Collected data

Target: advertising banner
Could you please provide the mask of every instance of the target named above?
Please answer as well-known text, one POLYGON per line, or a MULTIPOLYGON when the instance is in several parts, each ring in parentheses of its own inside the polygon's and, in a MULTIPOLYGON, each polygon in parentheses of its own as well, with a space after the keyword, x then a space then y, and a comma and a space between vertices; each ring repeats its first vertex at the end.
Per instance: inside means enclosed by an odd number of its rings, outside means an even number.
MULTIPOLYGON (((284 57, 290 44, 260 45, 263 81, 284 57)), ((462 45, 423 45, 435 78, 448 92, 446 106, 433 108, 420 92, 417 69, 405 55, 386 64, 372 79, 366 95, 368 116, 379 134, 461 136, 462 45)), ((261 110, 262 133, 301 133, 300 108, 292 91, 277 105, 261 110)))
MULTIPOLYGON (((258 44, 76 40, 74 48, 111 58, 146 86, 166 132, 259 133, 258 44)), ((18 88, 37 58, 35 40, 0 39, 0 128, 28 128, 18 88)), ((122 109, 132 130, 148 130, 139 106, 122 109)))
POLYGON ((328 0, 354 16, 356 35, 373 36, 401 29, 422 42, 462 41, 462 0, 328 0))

=== What you have to do ===
An exact copy of every record above is required.

=== Solved problem ===
Target: advertising banner
Could you please provide the mask of every instance of the target named above?
Please answer as well-known text, one POLYGON per line, or a MULTIPOLYGON when the instance is in several parts, each ring in parentheses of its own inside the polygon's and, in a MULTIPOLYGON, each polygon in parentheses of its own as well, with a space after the keyword, x then a space then y, and a comma and a space between vertices; each ring repeats its first vertex at the end.
Per instance: inside means enclosed by an odd number of its rings, outside means an even number.
MULTIPOLYGON (((284 57, 290 44, 260 45, 263 81, 284 57)), ((462 45, 423 45, 435 78, 448 92, 446 106, 433 108, 420 92, 417 69, 405 55, 386 64, 372 79, 366 95, 368 116, 379 134, 461 136, 462 45)), ((261 110, 262 133, 301 133, 300 108, 292 91, 277 105, 261 110)))
MULTIPOLYGON (((258 44, 76 40, 74 48, 111 58, 146 86, 166 132, 259 133, 258 44)), ((18 88, 37 58, 35 40, 0 39, 0 128, 28 128, 18 88)), ((122 109, 132 130, 148 130, 139 106, 122 109)))
POLYGON ((328 0, 354 16, 356 35, 373 36, 401 29, 422 42, 462 41, 462 0, 328 0))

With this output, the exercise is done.